→ **Work task**
Could you output exactly the lines from the one containing "[spot] the rear windshield, one" through the end of the records below, and nothing more?

→ **Supplied entries**

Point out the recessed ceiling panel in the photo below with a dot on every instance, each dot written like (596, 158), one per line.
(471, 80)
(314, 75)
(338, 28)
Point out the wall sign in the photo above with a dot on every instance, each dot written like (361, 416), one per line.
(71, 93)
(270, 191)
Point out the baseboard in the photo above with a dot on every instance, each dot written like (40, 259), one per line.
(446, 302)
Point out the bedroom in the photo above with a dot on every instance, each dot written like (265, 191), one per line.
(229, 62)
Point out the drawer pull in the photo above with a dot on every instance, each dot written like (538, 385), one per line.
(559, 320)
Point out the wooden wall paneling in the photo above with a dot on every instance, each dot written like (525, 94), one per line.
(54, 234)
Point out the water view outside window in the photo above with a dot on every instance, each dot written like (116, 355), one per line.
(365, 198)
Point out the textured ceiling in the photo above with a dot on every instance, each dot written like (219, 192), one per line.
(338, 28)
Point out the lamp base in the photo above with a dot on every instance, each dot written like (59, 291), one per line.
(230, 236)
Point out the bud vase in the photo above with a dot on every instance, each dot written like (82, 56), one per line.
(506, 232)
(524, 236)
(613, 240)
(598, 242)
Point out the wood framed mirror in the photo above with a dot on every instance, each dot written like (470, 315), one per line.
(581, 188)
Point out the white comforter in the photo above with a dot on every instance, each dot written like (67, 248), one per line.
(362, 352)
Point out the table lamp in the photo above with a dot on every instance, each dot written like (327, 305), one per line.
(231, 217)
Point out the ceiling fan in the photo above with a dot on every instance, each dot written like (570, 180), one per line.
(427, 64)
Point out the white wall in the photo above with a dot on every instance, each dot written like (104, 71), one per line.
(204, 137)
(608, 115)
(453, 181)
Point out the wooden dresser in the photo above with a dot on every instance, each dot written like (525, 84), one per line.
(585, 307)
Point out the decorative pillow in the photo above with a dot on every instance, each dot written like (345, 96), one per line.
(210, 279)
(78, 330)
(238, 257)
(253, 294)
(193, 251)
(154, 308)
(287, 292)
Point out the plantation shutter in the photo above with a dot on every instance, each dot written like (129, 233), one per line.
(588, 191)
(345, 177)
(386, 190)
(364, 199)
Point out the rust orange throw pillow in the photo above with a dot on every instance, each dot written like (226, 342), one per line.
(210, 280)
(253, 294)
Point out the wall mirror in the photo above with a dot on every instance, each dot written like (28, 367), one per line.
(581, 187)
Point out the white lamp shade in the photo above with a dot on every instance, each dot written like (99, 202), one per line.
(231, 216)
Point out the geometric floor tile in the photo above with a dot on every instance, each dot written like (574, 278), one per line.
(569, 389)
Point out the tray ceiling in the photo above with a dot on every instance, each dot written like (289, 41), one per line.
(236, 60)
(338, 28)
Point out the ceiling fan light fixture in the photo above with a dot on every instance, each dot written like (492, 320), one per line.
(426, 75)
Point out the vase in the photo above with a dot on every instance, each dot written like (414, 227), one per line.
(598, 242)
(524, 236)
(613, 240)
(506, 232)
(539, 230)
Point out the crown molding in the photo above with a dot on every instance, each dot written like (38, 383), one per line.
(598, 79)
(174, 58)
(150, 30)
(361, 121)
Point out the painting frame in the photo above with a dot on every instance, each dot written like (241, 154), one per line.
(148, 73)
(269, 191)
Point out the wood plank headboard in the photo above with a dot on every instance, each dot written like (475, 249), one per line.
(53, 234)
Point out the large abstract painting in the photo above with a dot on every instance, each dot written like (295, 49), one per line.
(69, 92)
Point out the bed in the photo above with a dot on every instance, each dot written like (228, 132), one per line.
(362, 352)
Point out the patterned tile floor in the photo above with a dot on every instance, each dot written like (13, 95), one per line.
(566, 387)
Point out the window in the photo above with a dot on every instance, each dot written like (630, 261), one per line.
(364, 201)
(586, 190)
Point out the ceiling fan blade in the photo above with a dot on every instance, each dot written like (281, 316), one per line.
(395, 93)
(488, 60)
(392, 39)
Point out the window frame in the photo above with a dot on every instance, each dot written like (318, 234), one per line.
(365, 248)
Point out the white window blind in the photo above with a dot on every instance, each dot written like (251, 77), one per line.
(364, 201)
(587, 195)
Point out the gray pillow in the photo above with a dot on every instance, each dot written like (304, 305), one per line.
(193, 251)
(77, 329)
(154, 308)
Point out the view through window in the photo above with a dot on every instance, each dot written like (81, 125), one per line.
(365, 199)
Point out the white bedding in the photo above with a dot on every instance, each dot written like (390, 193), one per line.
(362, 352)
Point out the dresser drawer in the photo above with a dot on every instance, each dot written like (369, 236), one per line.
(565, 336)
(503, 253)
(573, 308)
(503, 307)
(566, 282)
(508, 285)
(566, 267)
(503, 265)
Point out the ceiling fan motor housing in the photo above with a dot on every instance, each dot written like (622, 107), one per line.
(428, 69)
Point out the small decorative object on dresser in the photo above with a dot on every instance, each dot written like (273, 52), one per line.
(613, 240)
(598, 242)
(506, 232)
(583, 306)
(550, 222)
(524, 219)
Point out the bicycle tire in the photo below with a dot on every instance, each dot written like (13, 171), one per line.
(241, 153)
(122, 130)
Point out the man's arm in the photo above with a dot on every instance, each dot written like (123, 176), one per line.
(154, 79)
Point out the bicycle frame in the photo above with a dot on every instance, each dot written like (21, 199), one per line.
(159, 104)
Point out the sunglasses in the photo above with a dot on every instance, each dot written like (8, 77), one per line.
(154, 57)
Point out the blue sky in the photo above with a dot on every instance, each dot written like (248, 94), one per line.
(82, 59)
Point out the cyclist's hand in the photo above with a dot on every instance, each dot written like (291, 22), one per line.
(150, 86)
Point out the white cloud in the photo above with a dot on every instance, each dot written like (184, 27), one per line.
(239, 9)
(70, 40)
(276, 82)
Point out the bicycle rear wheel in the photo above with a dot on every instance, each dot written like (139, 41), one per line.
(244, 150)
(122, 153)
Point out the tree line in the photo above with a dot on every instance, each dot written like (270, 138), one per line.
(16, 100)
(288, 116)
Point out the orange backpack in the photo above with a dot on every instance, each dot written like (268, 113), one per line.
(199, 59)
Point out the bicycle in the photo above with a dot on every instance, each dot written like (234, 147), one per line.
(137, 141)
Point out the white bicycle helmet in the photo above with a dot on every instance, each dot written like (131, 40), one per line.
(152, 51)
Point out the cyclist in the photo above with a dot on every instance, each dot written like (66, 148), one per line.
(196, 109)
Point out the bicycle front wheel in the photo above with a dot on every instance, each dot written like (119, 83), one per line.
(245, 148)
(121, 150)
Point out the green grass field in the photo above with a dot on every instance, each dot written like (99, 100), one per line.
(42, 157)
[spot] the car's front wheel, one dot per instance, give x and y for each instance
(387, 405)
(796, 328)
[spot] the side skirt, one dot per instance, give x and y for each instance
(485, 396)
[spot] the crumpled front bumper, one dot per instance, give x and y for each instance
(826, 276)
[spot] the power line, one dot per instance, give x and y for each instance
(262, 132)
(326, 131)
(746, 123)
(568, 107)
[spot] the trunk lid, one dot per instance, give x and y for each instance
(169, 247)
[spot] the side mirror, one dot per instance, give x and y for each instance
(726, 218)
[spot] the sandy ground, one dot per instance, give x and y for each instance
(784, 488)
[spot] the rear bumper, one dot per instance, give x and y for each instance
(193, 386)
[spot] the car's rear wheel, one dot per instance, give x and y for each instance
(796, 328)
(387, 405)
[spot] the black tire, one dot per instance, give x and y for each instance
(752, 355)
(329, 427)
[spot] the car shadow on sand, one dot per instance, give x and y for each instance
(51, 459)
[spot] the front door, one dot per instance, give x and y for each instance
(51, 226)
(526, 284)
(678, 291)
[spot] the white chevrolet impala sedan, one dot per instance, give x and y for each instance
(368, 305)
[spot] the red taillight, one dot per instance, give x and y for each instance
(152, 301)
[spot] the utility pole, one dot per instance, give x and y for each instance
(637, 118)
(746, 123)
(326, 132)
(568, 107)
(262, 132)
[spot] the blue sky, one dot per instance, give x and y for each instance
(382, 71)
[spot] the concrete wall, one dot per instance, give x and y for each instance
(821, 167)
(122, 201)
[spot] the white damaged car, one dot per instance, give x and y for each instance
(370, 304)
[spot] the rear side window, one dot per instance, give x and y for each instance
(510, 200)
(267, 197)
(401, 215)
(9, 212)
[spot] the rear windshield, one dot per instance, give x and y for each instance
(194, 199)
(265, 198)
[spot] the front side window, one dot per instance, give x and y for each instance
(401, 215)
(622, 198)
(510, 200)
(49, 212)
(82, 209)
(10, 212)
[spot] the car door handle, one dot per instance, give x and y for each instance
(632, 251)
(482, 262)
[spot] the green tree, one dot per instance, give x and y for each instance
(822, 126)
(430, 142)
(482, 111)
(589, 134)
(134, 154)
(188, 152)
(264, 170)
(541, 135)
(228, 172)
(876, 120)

→ **Output**
[spot] the rear windshield, one dot per instance, give x and y for each instance
(194, 199)
(265, 198)
[spot] the front side window, one dot per instance, give x and y for each instance
(401, 215)
(622, 198)
(510, 200)
(49, 212)
(82, 209)
(10, 212)
[spot] the car door handle, one dot per instance, give x and y for each instance
(632, 251)
(482, 262)
[spot] the green tree, one dot per instance, give x and y for each instance
(822, 126)
(430, 142)
(482, 111)
(589, 134)
(134, 154)
(188, 152)
(264, 170)
(541, 135)
(228, 172)
(876, 120)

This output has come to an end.